_Compito assegnato 1_: Riscrivi tutto ciò che nel brano sui codici Maya va da "Quelli che oggi" fino a "da fogli sciolti.", mettendo "ventaglio" al posto di "fisarmonica".
_Compito assegnato 2_: Stabilisci se ciascuna affermazione concorda con il brano sui codici Maya, rispondendo sì o no e citando le parole decisive del brano: (a) il Codice Grolier è comparso in Messico nel 1965; (b) l'intera comunità dei mayanisti riconosce l'autenticità del Codice Grolier; (c) i fogli dei codici erano alti circa 50 cm.

_Brano di lettura_:
Quelli che oggi sono noti come codici Maya sono 3 striscie di carta, piegate a fisarmonica, che riportano testi scritti in caratteri glifici e abbondantemente illustrati.
Sono arrivati in Europa probabilmente al tempo della conquista spagnola dell'America Centrale, benchè per lungo tempo siano stati dimenticati in qualche angolo di archivi storici poco frequentati.
Sono comunque noti agli studiosi da quasi due secoli e indubitabilmente riconosciuti come originali. Prendono il nome dalla località dove oggi sono conservati e sono:
-Codice di Madrid o Codex Tro-cortesianus
-Codice di Dresda o Codex Dresdensis
-Codice di Parigi o Codex Peresianus (a volte, viene anche citato come Codice Pérez o Codice Maya-Tzental).
Un quarto, apparso in Messico solo nel 1965, è noto come Codice Grolier dal nome del Grolier club ed è costituito da fogli sciolti.
Non è ancora accettato come autentico da tutta la comunità dei mayanisti, sebbene ultimamente sempre più studiosi ne siano convinti.

Tutti i codici sono fatti di una carta detta in maya yucateco kopò, più nota con il termine nahuatl-azteco di amatl, spagnolizzato in amate (in maya classico veniva chiamata huun).
Questa carta era ricavata dal libro di alcuni ficus, come f.cotinifolia e f.padifolia: dopo essere stato staccato dalla corteccia, il libro veniva bollito, poi battuto e lisciato con pietre piatte e quindi spalmato di stucco bianco.
In questa maniera veniva ricavata una lunga striscia di carta, molto robusta, che veniva piegata a fisarmonica (il sistema è detto anche leporello dal nome di un personaggio del Flauto Magico di Mozart) in fogli alti circa 30-35 cm e larghi 10-15 cm.

In realtà, gli archeologi durante gli scavi hanno rinvenuto in tombe di Uaxactún, Guaytán e San Agustín Acasaguastlán (Messico), Nebaj Takalík (Guatemala), Altún Ha (Belize) e Copán (Honduras) i resti di almeno altri 6 codici.
Però l'umidità e le infiltrazioni di acqua presenti nelle tombe hanno ridotto questi codici in pessimo stato: sembra sia sopravvissuto solo lo strato di fibra vegetale più resistente, lo stucco si è sciolto per cui le pagine si presentano incollate tra loro e allo stato attuale delle conoscenze tecniche non è possibile separarle nè tantomeno leggerne il contenuto, per cui è come se non esistessero.

_Dati da un set di etichettatura per punti_:
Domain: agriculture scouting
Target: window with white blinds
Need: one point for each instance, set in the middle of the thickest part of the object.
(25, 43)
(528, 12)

_Risposta corretta 1_:
Quelli che oggi sono noti come codici Maya sono 3 striscie di carta, piegate a ventaglio, che riportano testi scritti in caratteri glifici e abbondantemente illustrati.
Sono arrivati in Europa probabilmente al tempo della conquista spagnola dell'America Centrale, benchè per lungo tempo siano stati dimenticati in qualche angolo di archivi storici poco frequentati.
Sono comunque noti agli studiosi da quasi due secoli e indubitabilmente riconosciuti come originali. Prendono il nome dalla località dove oggi sono conservati e sono:
-Codice di Madrid o Codex Tro-cortesianus
-Codice di Dresda o Codex Dresdensis
-Codice di Parigi o Codex Peresianus (a volte, viene anche citato come Codice Pérez o Codice Maya-Tzental).
Un quarto, apparso in Messico solo nel 1965, è noto come Codice Grolier dal nome del Grolier club ed è costituito da fogli sciolti.

_Risposta corretta 2_:
(a) Sì: "apparso in Messico solo nel 1965".
(b) No: "Non è ancora accettato come autentico da tutta la comunità dei mayanisti".
(c) No: "in fogli alti circa 30-35 cm".